### Problem:
Copy word for word the part of the text below on population and consumer demand, starting at "Since our emphasis" and ending at "and private investments.".

Since our emphasis is on demographic effects on demand, we are concerned with the demands for goods and services consumed by individuals (whether or not they buy the goods and services), and not with the consumption of indivisible public goods. Nearly all of private consumption in this sense is accounted for by personal consumption expenditure; the remainder consists of publicly provided education and health care. These last two components are traditionally classified as government expenditures, but we include them in our enlarged definition of consumption. The construction components of interest—housing, schools and hospitals—also mix public and private investments.
In this study, we examine the consequences of population alternatives on private consumption and these three types of construction only, without deriving from them the level and composition of other types of investment (buildings, machinery and transportation infrastructure) that would be required. We also do not attempt to study saving, international trade, or the effects of different demands on resource use or the emission of wastes. We also limit the analysis to comparisons among scenarios, or hypothetical futures, which differ significantly only in the assumptions made about population and income growth. All other factors affecting future demand—tastes, prices, and technical progress—are assumed the same in all scenarios, so that while they are extremely important, they contribute little or nothing to differences between one possible future and another. In particular, we assume that prices are independent of demand levels, so that supply constraints are not considered. This is unquestionably the most serious limitation of the study: it means that we are trying to isolate certain effects of interest rather than project what the future will actually be.
Background to This Study
The general question of how population growth, and particularly changes in growth, affects final demand, has been investigated in a number of papers, many of which consider questions excluded from our analysis, such as investment and saving. Serow and Espenshade (1977) review this literature, and Espenshade (1977) has estimated demand functions for eleven expenditure categories, taking account of the population age distribution (in three size classes) and the average household size. No household-level data were used.
The present analysis builds on the INFORUM model of the U.S. economy developed by Almon and associates (1974). That model divides personal consumption expenditures into 133 sectors related through an input-output table; public or governmental consumption comprises another fourteen sectors. Demand equations were originally fitted for each sector using aggregate time-series data, expenditure in a sector depending on total population, per capita disposable income and (for many sectors) a time trend to capture technological or taste changes. Disaggregated data entered into these estimates and projections in only two ways: first, income elasticities for some sectors were estimated from the 1960–61 Consumer Expenditure Survey of households; and second, demand in some sectors (particularly education) depended on population in specific age groups rather than on total population. This approach can in principle capture the effects of population scale and income on demand, but—with the exceptions noted—cannot say anything about compositional effects. Even when the age composition of the population is taken into account, no assumptions are made about the distribution of people, or of income, among households. To the extent that composition and distribution matter, this aggregate approach must erroneously attribute their effects either to scale or to per capita income changes, and it may wrongly estimate the total effect. In an extension of this work, Herzog (n.d.) used disaggregated data from the 1960–61 Consumer Expenditure Survey to make the income coefficients of the sectoral equations “demographic specific.” The basic equation is still estimated from time-series data in this approach, but the income effect itself is related to population composition.

### Supplied data:

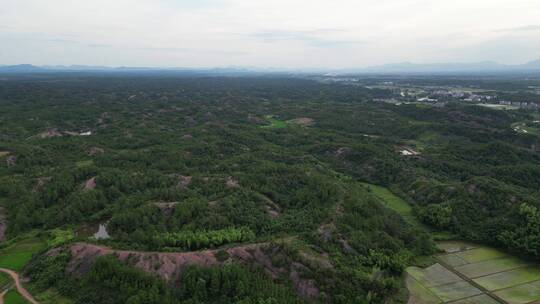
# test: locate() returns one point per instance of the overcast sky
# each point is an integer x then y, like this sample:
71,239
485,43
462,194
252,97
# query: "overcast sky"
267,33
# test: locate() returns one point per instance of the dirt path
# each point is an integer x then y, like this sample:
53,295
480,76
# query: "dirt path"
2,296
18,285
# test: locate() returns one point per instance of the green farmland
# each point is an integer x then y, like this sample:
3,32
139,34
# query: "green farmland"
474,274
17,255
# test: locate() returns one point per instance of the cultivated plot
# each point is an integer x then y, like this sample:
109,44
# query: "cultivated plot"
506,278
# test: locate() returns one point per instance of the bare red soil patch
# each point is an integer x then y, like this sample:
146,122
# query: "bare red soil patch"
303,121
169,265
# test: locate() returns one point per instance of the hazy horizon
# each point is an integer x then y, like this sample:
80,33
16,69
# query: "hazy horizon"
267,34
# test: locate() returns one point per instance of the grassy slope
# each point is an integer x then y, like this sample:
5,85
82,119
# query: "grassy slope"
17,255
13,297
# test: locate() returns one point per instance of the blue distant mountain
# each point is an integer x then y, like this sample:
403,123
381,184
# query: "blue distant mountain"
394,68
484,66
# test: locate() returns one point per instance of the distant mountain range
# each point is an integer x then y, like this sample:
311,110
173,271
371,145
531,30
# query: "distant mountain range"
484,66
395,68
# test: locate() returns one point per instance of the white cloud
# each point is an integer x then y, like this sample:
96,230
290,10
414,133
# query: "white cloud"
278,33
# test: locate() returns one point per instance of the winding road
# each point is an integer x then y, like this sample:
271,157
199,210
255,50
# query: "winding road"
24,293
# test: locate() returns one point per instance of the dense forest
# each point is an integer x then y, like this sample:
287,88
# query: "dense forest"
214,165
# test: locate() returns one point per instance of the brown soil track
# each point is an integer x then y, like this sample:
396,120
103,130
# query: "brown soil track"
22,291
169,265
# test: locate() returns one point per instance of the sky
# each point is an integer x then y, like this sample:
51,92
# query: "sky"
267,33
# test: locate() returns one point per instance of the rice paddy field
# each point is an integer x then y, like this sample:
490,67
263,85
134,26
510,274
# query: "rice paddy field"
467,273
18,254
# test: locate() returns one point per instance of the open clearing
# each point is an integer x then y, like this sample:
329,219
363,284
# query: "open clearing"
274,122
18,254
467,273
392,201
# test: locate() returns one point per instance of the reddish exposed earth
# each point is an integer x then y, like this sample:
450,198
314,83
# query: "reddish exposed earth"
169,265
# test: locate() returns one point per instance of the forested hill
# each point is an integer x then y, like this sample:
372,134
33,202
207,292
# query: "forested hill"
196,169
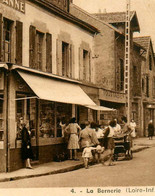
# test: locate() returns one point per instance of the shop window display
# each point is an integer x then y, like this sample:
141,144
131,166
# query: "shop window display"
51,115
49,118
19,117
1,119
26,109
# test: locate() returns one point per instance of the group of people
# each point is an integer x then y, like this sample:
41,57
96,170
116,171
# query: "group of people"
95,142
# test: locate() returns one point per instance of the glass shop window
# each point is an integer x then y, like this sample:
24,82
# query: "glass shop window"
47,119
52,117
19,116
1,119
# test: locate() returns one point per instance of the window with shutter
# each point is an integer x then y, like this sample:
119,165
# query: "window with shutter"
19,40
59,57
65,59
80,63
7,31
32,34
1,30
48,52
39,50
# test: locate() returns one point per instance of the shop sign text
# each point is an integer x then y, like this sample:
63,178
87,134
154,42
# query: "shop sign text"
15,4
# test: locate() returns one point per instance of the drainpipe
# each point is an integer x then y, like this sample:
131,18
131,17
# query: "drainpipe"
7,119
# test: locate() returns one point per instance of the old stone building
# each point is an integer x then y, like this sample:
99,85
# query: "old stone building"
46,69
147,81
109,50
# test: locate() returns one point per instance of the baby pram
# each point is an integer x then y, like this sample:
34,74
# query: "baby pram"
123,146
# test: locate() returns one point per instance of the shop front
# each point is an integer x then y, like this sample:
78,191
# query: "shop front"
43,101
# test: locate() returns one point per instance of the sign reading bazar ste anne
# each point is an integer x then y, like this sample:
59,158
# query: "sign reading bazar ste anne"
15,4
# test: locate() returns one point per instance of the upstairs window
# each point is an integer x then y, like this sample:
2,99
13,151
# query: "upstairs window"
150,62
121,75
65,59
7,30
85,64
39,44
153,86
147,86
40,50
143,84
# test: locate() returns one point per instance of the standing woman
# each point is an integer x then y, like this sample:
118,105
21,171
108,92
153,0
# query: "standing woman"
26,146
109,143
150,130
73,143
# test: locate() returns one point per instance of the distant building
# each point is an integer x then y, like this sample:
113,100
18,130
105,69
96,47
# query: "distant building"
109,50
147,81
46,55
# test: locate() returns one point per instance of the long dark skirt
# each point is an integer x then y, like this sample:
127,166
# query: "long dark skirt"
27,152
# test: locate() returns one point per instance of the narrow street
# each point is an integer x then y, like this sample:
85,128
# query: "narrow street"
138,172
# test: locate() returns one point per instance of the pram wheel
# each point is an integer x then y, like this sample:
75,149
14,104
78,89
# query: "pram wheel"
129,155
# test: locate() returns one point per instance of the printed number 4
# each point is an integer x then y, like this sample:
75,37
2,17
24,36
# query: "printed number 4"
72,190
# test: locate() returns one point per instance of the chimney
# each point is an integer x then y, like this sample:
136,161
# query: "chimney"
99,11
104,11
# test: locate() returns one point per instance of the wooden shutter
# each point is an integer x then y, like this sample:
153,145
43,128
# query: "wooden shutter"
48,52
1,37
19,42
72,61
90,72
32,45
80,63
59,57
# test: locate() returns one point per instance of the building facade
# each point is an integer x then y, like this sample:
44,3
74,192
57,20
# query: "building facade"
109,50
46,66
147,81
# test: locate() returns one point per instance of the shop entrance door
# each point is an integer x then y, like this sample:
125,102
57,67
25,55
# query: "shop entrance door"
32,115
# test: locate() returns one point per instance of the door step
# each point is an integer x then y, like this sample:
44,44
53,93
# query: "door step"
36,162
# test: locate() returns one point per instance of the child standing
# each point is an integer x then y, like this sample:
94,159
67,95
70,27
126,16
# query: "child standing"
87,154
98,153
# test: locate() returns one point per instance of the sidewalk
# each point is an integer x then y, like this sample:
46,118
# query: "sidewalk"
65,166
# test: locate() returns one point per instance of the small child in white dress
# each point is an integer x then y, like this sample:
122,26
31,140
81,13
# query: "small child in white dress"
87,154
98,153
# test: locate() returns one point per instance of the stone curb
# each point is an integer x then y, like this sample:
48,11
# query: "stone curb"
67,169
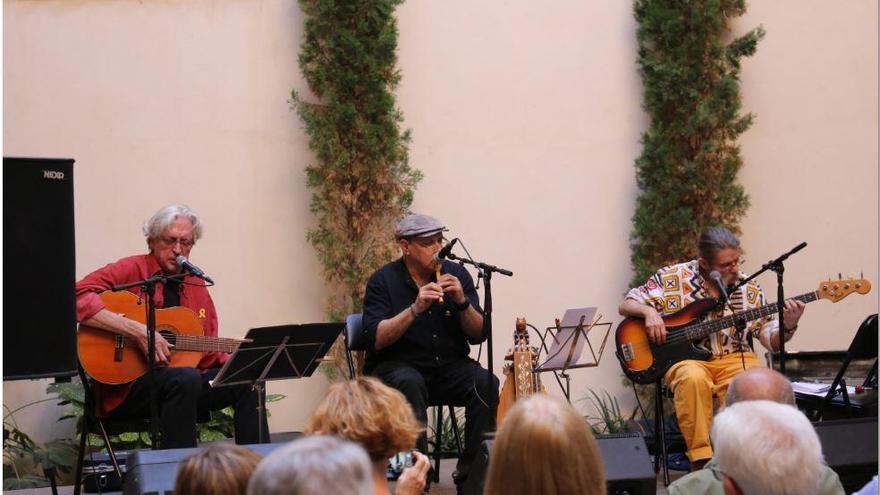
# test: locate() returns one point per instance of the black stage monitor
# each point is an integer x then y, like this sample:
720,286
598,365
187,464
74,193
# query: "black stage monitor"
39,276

### Solution for this exercise:
Since our emphasis is on demographic effects on demand, we are concerned with the demands for goods and services consumed by individuals (whether or not they buy the goods and services), and not with the consumption of indivisible public goods. Nearly all of private consumption in this sense is accounted for by personal consumption expenditure; the remainder consists of publicly provided education and health care. These last two components are traditionally classified as government expenditures, but we include them in our enlarged definition of consumption. The construction components of interest—housing, schools and hospitals—also mix public and private investments.